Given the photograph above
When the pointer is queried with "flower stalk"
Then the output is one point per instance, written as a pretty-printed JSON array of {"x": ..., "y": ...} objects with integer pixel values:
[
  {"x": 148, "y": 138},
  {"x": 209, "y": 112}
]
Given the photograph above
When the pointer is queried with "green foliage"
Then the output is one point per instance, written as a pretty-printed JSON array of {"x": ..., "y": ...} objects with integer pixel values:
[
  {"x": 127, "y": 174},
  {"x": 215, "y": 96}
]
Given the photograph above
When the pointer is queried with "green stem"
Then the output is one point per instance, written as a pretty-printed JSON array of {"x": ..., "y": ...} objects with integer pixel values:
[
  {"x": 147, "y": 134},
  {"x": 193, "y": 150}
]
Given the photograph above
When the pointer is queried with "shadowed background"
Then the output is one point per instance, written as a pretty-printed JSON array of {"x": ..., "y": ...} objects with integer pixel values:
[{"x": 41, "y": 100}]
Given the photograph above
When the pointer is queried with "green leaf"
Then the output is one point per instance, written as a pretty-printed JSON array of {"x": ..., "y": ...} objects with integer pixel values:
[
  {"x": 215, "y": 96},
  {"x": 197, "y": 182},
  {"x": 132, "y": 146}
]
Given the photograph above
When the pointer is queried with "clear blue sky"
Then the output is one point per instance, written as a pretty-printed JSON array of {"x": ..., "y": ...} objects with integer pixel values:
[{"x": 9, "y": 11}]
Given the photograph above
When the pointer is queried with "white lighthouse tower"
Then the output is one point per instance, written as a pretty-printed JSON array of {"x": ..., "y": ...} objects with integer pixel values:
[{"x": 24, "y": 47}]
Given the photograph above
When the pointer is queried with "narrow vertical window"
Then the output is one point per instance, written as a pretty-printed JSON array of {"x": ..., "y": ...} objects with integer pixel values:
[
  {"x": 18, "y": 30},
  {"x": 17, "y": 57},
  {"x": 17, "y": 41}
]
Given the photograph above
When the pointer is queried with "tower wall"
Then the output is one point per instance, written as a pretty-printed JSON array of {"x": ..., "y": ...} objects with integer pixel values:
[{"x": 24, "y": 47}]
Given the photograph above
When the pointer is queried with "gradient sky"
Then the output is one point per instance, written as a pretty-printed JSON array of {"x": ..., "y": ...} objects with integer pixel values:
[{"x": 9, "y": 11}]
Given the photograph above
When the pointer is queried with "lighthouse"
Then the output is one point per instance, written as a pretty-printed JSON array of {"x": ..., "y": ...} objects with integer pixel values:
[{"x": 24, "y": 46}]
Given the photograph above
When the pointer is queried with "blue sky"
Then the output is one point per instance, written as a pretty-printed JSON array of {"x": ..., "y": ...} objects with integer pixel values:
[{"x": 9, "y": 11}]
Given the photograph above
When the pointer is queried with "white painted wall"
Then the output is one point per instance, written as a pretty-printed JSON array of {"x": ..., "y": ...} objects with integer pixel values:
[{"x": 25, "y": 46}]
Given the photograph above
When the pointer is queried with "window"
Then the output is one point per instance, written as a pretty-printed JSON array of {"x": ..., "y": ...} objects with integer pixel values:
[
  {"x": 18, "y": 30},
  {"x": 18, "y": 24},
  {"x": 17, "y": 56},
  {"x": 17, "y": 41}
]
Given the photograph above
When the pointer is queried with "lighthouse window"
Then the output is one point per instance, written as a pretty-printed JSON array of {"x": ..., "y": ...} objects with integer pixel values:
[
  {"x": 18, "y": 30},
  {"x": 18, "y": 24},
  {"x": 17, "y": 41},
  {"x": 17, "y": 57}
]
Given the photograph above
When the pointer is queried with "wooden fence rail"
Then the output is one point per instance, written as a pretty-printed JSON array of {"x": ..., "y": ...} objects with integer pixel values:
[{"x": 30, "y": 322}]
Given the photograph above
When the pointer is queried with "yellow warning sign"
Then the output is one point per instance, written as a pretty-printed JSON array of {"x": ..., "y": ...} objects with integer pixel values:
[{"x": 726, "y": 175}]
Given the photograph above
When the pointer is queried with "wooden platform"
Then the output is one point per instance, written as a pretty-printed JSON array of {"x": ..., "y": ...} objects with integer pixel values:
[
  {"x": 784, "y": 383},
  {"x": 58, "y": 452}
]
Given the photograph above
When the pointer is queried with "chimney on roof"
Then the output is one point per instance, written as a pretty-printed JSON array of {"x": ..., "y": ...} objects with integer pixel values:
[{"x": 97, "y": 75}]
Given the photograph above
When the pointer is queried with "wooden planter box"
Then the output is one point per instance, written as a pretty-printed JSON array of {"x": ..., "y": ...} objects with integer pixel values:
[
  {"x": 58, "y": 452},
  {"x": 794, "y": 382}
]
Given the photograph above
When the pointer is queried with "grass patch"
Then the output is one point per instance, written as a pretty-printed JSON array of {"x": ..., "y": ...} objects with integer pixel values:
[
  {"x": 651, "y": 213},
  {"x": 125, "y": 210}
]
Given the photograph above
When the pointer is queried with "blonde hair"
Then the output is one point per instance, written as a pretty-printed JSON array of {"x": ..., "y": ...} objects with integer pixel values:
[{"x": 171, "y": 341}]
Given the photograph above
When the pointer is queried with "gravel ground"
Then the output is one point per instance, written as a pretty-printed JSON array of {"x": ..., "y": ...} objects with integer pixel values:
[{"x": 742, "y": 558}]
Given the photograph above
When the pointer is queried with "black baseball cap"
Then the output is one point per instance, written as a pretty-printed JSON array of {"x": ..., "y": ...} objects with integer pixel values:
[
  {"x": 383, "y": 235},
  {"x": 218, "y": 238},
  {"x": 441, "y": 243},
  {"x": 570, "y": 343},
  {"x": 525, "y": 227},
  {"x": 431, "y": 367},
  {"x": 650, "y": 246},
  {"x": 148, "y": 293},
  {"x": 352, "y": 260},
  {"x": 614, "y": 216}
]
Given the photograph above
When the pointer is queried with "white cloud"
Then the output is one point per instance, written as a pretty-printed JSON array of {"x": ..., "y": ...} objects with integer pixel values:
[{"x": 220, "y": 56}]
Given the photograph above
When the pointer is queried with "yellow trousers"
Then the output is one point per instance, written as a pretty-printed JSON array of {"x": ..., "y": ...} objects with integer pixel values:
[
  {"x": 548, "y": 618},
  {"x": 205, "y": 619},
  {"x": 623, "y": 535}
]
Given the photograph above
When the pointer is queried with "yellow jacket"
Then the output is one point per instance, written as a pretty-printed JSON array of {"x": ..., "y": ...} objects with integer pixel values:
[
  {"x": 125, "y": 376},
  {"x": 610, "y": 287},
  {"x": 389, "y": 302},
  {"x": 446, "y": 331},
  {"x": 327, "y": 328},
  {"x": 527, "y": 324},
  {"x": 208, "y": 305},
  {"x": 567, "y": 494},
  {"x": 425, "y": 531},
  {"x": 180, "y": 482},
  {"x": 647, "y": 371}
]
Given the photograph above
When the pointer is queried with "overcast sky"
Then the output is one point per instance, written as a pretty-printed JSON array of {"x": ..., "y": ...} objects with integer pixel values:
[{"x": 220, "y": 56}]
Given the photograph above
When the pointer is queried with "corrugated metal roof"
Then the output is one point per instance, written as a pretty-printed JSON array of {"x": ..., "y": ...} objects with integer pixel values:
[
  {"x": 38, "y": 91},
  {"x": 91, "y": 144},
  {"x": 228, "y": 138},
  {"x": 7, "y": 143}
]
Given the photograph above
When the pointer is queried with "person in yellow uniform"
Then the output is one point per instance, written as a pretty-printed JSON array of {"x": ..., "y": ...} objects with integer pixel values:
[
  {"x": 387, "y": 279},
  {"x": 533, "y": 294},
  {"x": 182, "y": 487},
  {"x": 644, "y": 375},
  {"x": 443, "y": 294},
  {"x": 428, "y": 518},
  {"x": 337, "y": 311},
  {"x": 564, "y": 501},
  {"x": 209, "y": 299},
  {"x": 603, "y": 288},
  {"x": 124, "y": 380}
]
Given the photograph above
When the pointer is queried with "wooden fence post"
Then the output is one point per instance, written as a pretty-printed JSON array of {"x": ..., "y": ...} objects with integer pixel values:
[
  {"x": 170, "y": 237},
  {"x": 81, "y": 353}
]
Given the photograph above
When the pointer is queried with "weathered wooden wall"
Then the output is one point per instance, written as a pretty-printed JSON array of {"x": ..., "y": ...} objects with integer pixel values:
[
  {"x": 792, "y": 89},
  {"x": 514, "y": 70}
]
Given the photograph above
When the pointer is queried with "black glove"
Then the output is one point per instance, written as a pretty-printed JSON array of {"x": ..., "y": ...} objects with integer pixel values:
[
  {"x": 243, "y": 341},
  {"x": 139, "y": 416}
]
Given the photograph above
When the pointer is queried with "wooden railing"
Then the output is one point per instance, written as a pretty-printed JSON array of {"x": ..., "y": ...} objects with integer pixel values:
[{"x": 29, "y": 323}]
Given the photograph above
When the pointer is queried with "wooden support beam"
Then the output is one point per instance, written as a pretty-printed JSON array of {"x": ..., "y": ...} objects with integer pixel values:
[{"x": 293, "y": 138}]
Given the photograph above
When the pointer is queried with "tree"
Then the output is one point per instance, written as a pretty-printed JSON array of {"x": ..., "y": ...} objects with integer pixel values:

——————————

| WHAT THE TASK ASKS |
Tally the lines in the listing that contain the string "blue", treating case as significant. Reply with the number only.

| EXPECTED ANSWER |
2